— DESCRIPTION OF THE TASK —
The string "prompts" appears in some lines of the data. Report how many, with no other words.

— RECORDS FOR PROCESSING —
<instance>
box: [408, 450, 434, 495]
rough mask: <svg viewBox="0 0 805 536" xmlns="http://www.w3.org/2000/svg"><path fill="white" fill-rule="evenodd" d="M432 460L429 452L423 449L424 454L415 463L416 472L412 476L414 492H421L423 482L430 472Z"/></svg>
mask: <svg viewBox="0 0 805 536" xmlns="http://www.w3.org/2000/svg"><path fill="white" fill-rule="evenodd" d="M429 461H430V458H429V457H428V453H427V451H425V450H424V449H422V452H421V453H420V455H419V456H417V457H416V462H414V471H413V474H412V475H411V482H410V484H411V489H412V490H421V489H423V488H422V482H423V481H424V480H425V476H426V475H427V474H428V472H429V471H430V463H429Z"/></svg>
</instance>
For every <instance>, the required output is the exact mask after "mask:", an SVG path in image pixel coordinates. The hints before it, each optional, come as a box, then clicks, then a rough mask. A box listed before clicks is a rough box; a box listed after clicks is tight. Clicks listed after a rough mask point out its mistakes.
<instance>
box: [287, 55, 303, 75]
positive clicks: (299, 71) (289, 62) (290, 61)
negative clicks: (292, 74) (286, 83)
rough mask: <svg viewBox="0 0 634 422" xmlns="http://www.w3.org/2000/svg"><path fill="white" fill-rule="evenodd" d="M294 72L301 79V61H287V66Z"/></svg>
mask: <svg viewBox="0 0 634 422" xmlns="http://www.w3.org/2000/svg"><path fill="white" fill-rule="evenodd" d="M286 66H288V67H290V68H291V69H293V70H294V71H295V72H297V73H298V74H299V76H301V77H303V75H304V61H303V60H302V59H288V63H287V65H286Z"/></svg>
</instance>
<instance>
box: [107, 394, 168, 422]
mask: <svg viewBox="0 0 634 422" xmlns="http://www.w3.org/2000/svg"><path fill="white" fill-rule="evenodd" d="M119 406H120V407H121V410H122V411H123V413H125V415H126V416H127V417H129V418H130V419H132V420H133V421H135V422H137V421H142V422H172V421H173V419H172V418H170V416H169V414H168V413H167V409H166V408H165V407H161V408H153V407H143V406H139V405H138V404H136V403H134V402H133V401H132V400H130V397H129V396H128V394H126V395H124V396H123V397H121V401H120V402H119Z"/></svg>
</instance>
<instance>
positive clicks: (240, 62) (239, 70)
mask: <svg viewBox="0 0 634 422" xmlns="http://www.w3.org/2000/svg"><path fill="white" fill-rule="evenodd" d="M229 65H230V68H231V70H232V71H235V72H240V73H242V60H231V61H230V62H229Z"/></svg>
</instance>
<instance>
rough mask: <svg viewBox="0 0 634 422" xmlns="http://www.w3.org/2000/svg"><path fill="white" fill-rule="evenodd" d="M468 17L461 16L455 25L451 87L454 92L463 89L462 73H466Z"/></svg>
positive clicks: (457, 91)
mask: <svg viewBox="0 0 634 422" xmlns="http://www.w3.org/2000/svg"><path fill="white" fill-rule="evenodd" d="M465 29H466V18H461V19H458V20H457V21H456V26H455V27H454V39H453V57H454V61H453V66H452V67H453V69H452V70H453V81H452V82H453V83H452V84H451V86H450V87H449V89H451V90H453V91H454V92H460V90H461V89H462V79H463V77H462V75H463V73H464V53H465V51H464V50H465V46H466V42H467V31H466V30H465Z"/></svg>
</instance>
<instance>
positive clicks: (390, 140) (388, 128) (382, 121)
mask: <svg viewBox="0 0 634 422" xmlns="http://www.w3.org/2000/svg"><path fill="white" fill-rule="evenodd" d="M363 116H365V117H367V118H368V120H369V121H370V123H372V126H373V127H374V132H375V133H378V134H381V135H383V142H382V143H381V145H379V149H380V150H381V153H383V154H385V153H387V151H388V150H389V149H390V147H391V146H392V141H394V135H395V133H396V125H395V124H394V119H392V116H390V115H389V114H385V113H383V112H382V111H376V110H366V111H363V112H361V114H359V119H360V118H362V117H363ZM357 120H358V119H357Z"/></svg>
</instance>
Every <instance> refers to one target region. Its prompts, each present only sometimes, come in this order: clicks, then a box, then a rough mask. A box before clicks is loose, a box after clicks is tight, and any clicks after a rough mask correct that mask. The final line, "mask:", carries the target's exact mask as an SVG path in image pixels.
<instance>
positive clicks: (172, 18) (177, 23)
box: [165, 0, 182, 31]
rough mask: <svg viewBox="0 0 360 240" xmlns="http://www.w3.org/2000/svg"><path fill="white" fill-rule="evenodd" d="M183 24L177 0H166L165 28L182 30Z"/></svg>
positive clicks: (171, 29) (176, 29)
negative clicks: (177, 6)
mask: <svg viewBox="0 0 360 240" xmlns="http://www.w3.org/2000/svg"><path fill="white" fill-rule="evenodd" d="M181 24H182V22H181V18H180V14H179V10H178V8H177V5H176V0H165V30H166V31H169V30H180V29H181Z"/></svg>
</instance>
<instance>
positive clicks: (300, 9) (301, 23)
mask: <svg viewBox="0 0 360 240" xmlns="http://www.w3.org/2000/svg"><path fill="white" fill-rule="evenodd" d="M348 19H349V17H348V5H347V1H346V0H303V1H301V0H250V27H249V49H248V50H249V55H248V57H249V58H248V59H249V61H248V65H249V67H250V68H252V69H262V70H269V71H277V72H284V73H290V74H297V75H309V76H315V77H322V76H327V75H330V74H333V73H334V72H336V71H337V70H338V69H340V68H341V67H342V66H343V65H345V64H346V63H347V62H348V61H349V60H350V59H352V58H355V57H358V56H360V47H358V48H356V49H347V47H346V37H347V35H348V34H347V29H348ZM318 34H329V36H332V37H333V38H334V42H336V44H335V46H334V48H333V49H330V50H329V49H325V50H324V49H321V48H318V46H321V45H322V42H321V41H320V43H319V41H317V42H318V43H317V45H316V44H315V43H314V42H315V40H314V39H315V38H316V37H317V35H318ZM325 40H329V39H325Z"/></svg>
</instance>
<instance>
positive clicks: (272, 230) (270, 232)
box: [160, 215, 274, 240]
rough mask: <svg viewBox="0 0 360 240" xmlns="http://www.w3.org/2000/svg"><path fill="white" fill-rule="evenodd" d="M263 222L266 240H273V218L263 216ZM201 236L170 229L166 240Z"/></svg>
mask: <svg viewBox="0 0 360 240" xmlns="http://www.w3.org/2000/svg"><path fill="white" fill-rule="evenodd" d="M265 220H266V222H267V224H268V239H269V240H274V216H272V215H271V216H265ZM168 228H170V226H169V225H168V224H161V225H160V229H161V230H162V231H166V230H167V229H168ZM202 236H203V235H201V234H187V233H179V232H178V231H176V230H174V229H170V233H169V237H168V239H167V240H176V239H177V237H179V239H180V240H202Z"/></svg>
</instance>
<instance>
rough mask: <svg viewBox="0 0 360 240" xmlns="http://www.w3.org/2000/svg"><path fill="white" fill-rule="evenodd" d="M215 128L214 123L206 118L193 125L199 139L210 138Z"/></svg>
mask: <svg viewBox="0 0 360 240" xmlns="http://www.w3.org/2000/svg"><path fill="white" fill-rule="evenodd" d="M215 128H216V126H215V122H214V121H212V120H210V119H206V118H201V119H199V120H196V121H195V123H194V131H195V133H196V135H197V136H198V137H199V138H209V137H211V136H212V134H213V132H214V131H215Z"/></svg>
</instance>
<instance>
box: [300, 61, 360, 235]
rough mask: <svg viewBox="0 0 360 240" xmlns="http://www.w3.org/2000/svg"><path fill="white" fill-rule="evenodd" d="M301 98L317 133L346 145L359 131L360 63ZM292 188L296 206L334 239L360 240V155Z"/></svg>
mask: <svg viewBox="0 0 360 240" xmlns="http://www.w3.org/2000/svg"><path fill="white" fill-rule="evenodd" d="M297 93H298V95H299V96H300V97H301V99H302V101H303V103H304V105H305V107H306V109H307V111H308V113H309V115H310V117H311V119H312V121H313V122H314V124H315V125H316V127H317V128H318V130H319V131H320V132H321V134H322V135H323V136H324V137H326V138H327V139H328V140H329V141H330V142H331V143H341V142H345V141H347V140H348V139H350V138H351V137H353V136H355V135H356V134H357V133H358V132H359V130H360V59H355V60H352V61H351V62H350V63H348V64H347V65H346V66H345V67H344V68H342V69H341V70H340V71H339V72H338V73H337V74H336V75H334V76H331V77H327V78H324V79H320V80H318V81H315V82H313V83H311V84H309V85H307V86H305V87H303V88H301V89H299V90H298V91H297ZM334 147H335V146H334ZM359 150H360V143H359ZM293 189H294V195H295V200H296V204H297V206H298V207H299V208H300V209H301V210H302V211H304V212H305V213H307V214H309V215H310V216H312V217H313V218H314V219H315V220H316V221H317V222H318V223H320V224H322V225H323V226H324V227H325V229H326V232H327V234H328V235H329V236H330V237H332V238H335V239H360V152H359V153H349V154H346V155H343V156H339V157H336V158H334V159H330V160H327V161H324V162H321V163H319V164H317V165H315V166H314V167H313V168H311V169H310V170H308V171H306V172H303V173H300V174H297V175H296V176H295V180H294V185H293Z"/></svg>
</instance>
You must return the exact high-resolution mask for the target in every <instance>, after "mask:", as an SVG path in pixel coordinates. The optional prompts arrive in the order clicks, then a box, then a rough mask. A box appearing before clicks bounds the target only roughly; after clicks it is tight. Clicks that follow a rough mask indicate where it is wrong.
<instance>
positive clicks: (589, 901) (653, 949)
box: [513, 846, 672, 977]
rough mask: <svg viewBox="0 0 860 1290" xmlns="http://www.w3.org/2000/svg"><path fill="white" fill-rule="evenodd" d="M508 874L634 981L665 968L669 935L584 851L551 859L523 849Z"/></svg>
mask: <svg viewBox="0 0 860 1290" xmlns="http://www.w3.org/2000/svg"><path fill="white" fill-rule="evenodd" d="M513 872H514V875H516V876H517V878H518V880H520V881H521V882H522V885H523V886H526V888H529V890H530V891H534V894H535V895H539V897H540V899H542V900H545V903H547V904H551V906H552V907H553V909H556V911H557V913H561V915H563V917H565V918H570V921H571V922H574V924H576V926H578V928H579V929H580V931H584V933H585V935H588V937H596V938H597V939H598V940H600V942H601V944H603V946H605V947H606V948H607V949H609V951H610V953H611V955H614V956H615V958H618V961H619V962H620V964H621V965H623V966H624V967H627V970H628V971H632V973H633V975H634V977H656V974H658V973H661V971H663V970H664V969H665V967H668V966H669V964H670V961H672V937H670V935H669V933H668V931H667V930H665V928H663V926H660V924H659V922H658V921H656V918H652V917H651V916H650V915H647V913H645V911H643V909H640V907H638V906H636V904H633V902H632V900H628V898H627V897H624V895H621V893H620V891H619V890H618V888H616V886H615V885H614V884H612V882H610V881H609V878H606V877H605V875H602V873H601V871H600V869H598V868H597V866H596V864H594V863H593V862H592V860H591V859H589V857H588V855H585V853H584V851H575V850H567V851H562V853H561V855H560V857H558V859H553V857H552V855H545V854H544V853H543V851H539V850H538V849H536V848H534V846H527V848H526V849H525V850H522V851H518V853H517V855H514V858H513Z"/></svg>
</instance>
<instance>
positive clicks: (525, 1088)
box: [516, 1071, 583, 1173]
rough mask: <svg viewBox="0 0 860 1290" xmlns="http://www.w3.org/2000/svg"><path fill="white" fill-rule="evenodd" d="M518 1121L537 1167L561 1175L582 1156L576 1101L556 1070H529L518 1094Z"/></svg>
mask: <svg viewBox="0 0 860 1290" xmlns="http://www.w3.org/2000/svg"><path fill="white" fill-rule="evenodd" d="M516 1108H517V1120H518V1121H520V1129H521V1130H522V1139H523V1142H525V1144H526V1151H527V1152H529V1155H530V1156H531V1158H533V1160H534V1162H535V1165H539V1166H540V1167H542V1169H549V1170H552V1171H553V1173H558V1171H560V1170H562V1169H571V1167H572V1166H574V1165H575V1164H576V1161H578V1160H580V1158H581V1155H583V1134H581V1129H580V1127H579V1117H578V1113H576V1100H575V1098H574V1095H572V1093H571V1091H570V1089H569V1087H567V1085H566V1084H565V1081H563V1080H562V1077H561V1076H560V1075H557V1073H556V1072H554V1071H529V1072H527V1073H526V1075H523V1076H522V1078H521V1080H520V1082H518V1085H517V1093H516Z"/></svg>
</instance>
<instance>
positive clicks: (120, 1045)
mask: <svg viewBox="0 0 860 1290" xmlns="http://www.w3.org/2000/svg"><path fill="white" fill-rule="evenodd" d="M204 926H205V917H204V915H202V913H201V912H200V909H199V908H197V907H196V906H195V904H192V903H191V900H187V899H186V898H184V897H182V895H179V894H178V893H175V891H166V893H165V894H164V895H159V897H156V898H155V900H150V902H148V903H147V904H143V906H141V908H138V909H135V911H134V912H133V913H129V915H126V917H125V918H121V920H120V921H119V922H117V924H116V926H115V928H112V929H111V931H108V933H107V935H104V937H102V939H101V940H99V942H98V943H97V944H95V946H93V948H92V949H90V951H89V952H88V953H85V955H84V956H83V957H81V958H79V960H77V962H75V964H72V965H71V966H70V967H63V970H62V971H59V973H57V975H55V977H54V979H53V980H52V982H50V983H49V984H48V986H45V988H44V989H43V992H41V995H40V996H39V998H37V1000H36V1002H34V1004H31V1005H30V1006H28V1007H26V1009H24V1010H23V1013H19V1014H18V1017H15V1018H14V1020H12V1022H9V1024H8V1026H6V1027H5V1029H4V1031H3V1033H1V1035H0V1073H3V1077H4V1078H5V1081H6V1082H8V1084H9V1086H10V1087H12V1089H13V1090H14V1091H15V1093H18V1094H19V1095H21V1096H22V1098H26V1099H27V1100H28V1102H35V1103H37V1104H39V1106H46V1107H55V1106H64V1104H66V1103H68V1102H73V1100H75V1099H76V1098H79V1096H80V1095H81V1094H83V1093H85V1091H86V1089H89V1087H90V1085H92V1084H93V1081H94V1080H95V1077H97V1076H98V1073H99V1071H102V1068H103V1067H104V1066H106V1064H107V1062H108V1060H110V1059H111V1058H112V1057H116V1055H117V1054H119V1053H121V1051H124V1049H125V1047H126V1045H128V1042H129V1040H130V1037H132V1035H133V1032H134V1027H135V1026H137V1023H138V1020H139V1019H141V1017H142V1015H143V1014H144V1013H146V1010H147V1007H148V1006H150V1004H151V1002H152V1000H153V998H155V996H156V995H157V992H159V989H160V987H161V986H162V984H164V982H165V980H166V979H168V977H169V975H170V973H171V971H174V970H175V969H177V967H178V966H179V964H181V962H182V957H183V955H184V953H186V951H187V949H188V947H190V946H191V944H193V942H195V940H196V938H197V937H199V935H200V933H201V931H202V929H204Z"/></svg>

— EXERCISE RESPONSE —
2